> [Items from a dataset]:
· · · · ·

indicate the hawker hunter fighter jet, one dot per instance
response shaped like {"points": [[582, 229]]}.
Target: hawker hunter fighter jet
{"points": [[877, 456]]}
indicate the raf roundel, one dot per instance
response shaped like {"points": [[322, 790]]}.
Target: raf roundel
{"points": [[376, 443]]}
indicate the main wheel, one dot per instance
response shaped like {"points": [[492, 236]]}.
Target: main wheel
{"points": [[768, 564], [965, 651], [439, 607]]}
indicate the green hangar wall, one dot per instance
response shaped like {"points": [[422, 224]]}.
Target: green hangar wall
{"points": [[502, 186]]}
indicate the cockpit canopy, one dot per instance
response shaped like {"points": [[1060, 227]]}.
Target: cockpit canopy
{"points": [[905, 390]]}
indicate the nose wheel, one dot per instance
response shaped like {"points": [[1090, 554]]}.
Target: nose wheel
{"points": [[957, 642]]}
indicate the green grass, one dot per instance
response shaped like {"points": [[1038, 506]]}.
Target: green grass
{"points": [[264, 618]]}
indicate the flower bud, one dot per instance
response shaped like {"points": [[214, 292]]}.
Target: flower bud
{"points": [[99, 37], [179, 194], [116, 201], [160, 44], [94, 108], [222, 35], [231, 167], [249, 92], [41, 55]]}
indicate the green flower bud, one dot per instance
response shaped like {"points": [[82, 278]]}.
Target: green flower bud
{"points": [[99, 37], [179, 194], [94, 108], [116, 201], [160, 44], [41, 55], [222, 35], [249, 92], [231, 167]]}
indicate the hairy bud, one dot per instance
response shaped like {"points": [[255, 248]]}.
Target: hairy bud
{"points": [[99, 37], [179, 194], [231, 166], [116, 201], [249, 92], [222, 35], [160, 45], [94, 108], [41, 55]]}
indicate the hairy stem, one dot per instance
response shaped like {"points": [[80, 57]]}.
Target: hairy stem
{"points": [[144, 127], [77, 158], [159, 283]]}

· · · · ·

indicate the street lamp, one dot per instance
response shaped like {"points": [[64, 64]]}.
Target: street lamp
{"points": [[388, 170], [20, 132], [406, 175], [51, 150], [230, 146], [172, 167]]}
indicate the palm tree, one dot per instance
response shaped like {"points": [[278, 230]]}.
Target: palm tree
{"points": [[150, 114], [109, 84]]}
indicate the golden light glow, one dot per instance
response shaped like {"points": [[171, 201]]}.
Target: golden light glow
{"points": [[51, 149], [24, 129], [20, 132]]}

· · · · ·

> [EXERCISE BRIEF]: Collect every line of the records that contains the word "street", matching case exactly.

> [WRITTEN ANSWER]:
indicate the street lamp, one dot per instance
Target: street lamp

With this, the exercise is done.